◆ Exercise goal:
Return every line of the data below, exactly.

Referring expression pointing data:
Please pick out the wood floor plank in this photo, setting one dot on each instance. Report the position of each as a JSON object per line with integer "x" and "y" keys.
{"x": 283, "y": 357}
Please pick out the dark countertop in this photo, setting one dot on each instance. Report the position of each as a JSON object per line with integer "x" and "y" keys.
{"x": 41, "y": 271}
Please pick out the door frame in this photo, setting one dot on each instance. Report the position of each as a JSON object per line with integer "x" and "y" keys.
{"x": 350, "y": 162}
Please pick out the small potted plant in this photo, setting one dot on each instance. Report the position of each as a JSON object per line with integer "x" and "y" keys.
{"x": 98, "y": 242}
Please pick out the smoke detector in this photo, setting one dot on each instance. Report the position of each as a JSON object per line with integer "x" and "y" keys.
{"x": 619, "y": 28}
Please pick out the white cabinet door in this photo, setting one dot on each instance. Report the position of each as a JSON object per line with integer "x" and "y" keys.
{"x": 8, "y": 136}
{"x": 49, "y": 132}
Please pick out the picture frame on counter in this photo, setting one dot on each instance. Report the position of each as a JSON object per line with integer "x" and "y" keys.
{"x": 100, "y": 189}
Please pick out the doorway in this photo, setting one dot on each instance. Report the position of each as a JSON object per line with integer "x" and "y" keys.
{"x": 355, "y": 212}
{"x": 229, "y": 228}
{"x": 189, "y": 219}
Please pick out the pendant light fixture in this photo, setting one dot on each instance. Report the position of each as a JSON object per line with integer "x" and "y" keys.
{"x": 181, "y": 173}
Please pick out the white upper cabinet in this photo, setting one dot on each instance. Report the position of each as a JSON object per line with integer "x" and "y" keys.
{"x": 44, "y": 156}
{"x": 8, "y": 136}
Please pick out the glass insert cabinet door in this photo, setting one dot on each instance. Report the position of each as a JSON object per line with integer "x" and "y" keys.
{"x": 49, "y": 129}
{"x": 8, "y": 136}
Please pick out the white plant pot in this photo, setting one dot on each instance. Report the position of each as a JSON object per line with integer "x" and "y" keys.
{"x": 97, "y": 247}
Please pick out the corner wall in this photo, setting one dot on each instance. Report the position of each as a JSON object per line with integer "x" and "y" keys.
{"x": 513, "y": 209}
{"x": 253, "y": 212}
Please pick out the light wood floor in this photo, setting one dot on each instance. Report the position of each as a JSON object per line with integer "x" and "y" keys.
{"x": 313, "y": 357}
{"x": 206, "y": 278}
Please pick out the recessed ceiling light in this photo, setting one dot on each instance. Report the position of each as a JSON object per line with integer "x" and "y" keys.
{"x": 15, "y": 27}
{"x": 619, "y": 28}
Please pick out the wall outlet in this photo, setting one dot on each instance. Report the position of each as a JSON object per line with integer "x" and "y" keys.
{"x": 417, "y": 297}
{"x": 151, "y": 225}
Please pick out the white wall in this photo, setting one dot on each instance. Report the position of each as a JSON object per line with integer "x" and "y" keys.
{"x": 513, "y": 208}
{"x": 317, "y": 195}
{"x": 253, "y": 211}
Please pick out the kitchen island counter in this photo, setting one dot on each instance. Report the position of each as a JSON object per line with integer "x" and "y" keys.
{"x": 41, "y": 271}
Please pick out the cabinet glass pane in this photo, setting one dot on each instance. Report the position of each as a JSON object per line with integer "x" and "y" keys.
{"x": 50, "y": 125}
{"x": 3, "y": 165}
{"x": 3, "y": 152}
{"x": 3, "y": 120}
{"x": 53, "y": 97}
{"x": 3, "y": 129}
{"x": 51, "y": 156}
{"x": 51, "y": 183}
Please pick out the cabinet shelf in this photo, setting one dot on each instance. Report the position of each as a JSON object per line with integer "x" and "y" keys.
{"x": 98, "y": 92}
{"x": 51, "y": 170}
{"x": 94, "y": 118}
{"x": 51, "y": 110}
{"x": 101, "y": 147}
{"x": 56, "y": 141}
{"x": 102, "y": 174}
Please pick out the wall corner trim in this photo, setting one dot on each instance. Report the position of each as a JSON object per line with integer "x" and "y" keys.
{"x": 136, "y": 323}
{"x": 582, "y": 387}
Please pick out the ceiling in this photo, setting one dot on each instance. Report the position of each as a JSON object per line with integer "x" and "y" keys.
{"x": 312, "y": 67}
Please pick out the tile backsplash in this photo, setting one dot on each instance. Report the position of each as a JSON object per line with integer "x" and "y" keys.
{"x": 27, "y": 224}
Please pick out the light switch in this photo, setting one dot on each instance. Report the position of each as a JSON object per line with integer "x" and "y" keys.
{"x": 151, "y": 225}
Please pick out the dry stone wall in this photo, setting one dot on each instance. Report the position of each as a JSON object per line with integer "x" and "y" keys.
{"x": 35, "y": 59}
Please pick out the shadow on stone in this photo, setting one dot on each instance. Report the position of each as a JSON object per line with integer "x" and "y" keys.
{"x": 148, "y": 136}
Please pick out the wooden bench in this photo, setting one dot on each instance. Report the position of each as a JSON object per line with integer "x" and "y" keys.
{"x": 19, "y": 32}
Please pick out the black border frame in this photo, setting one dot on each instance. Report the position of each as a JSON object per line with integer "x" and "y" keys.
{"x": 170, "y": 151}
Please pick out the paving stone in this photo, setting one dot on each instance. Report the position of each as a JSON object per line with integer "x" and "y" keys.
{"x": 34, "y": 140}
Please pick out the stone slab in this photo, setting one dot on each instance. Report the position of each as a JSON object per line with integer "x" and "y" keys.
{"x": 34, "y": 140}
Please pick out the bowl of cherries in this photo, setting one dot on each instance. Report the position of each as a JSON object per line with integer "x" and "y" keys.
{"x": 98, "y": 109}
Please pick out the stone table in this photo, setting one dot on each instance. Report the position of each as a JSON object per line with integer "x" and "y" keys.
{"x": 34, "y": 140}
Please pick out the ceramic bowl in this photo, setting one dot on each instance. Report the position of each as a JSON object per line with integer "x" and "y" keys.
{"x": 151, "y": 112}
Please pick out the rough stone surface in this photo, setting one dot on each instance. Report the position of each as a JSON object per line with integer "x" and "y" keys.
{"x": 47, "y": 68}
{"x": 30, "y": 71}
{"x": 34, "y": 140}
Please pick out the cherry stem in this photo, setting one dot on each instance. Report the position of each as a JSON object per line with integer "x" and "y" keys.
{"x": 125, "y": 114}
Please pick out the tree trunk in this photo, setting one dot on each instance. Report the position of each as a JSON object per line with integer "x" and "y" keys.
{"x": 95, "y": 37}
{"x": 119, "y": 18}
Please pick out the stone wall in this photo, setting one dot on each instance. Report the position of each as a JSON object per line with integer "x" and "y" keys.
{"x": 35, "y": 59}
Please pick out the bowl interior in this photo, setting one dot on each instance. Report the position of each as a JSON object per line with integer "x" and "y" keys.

◆ Output:
Please pick out the wood floor plank in this photo, setting one dot on each instance. Report the position of each as a JSON object per line with integer "x" and "y" keys.
{"x": 283, "y": 357}
Please pick out the dark countertop in this photo, setting one dot on each instance. Report the position of each as a JSON object per line with integer "x" and "y" keys.
{"x": 41, "y": 271}
Please pick out the door frame in this photo, setting one dot on each instance. Report the position of each as a JSON object per line with integer "x" and "y" keys.
{"x": 350, "y": 162}
Please pick out the small potted plant in this photo, setting one dot on each instance. Report the position of each as a JSON object per line with integer "x" and "y" keys.
{"x": 98, "y": 242}
Please pick out the smoke detector in this photo, setting one dot on each instance. Report the position of each as a JSON object per line with integer "x" and "y" keys.
{"x": 619, "y": 28}
Please pick out the white cabinet door in this photo, setting one dot on each instance. Report the position of each as a JSON object per line with integer "x" and "y" keys.
{"x": 8, "y": 136}
{"x": 49, "y": 132}
Please pick out the picture frame on counter in this photo, setting one dot on each instance. Report the position of each as a JSON object per line with integer "x" and "y" keys.
{"x": 100, "y": 189}
Please pick out the doorway in this photo, setting one dot on each instance. Report the position of each as a JSON object per line with integer "x" and "y" keys.
{"x": 355, "y": 212}
{"x": 229, "y": 228}
{"x": 189, "y": 219}
Please pick out the pendant light fixture in this photo, setting one dot on each instance. Report the position of each as a JSON object per line with integer "x" and "y" keys.
{"x": 181, "y": 173}
Please pick out the white upper cabinet in this photo, setting one dot on each instance. Report the position of each as a JSON object per line with integer "x" and "y" keys.
{"x": 44, "y": 156}
{"x": 8, "y": 136}
Please pick out the glass insert cabinet door in this photo, setting one dot on each instance. Report the position of each as a JSON object per line with integer "x" and "y" keys.
{"x": 49, "y": 129}
{"x": 8, "y": 136}
Please pick out the white plant pot in this photo, setting one dot on each instance. Report the position of each as a JSON object per line with integer "x" and "y" keys.
{"x": 97, "y": 247}
Please pick out the corner wall in this photo, setting one dot on each instance. Report the position of each as a JSON object per line with integer "x" and "y" keys.
{"x": 513, "y": 209}
{"x": 253, "y": 212}
Please pick out the light wood floor in this photo, setting one dot on each instance. Report the position of each as a JSON object per line with integer "x" and "y" keys.
{"x": 313, "y": 357}
{"x": 206, "y": 278}
Please pick out the recessed ceiling light in this photo, setting one dot on each instance. Report the position of each as a JSON object per line with integer "x" and "y" keys.
{"x": 15, "y": 27}
{"x": 619, "y": 28}
Please pick out the wall outlet in this photo, setting one dot on each instance. Report the position of each as a JSON object per line with integer "x" and "y" keys.
{"x": 417, "y": 297}
{"x": 151, "y": 225}
Please pick out the white wall in this photo, setting one dot on each instance. Report the position of each as a JSON object per line with integer "x" and "y" keys.
{"x": 513, "y": 208}
{"x": 317, "y": 195}
{"x": 253, "y": 211}
Please pick out the kitchen island counter in this photo, setting one dot on each instance. Report the position of each as a JSON object per line with integer "x" and "y" keys.
{"x": 41, "y": 271}
Please pick out the cabinet glass pane in this photo, setting one dot on each instance. Report the position of each as a JSON object per line with integer "x" and "y" keys.
{"x": 50, "y": 125}
{"x": 3, "y": 165}
{"x": 3, "y": 152}
{"x": 3, "y": 120}
{"x": 53, "y": 97}
{"x": 3, "y": 129}
{"x": 51, "y": 156}
{"x": 51, "y": 183}
Please pick out the cabinet shelf in this photo, setting one dot on each instance. Report the position of each as a JSON object per line with integer "x" and "y" keys.
{"x": 98, "y": 92}
{"x": 51, "y": 170}
{"x": 94, "y": 118}
{"x": 51, "y": 110}
{"x": 101, "y": 147}
{"x": 56, "y": 141}
{"x": 102, "y": 174}
Please pick out the wall corner trim in this photo, setting one dot on each instance. Report the position of each as a JSON object per line with integer "x" and "y" keys.
{"x": 136, "y": 323}
{"x": 582, "y": 387}
Please pick out the ceiling in this photo, setting one dot on each instance. Report the position of each as a JSON object per line with integer "x" and "y" keys.
{"x": 312, "y": 67}
Please pick out the tile backsplash in this photo, setting one dot on each instance. Report the position of each as a JSON object per line with integer "x" and "y" keys.
{"x": 27, "y": 224}
Please pick out the light switch in this photo, setting one dot on each instance. Report the position of each as a JSON object per line with integer "x" and "y" keys.
{"x": 151, "y": 225}
Please pick out the dry stone wall in this photo, setting one dot on each instance. Report the position of each as a JSON object per line with integer "x" and "y" keys.
{"x": 35, "y": 59}
Please pick out the shadow on stone in this photo, setting one dot on each instance. Report the position of each as a JSON object per line with integer "x" and "y" keys.
{"x": 148, "y": 136}
Please pick out the wooden bench in this photo, setting one dot on each instance. Report the position of each as a JSON object per line with integer "x" and "y" keys.
{"x": 19, "y": 32}
Please pick out the black border frame in this photo, setting one dot on each instance. Report the position of each as a JSON object per line with integer "x" and "y" keys.
{"x": 170, "y": 151}
Please pick out the paving stone in this photo, setting one dot on each instance. Report the position of each as a JSON object per line with integer "x" and "y" keys.
{"x": 34, "y": 140}
Please pick out the stone slab in this photo, setting one dot on each instance. Report the position of each as a JSON object per line with integer "x" and "y" keys.
{"x": 34, "y": 140}
Please pick out the bowl of cherries in this photo, setting one dot on each instance. Report the position of each as a JSON object per line with integer "x" and "y" keys.
{"x": 98, "y": 109}
Please pick out the stone table in this photo, setting one dot on each instance. Report the position of each as a JSON object per line with integer "x" and "y" keys.
{"x": 34, "y": 140}
Please pick out the ceramic bowl in this photo, setting one dot on each instance. Report the position of each as a JSON object per line with integer "x" and "y" keys.
{"x": 151, "y": 112}
Please pick out the rough stone surface in this photo, setting one dot on each instance. Report the position of each as a JSON object per line with integer "x" and "y" keys.
{"x": 47, "y": 68}
{"x": 30, "y": 71}
{"x": 34, "y": 140}
Please pick out the cherry stem in this photo, setting one dot on each instance. Report the position of each as a JSON object per line with integer "x" and "y" keys.
{"x": 125, "y": 114}
Please pick out the tree trunk in this photo, setting one dot on each instance. Report the position of each as a JSON object per line with integer "x" and "y" keys.
{"x": 95, "y": 37}
{"x": 119, "y": 18}
Please pick out the stone wall in this photo, setting one dot on each instance. Report the position of each as a JSON object per line with integer "x" and "y" keys.
{"x": 35, "y": 59}
Please pick out the bowl interior in this photo, setting one dot on each instance. Report the position of each as a JSON object per line with integer "x" and "y" keys.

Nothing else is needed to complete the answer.